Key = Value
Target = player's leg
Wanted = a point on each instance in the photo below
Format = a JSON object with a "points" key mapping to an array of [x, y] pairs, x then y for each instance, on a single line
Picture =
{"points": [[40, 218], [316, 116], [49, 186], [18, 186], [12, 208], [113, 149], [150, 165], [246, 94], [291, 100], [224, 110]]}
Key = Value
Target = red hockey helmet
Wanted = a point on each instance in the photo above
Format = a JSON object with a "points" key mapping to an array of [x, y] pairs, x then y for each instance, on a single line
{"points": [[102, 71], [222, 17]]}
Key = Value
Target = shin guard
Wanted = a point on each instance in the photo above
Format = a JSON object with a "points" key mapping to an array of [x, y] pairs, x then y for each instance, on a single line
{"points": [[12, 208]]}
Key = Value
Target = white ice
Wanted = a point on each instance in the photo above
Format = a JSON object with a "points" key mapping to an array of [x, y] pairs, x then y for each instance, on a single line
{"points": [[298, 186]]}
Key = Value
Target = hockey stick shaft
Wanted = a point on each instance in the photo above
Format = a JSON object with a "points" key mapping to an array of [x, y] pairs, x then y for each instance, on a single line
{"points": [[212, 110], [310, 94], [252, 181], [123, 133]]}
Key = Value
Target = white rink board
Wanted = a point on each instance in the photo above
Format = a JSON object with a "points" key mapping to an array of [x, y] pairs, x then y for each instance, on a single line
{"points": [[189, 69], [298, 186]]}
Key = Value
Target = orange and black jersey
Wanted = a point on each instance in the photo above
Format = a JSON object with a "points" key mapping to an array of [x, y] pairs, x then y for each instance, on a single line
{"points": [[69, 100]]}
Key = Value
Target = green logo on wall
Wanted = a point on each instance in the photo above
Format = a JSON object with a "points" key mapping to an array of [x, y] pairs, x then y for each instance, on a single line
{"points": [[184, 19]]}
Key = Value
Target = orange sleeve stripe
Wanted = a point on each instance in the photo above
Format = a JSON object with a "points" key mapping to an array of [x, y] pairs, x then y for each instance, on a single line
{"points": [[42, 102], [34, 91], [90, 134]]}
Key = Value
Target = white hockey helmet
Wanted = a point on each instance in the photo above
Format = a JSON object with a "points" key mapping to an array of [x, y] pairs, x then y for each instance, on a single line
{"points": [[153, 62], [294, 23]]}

## Exercise description
Tally how many lines of the listing above include the string "helmet", and report that figure by itself.

## The completed task
2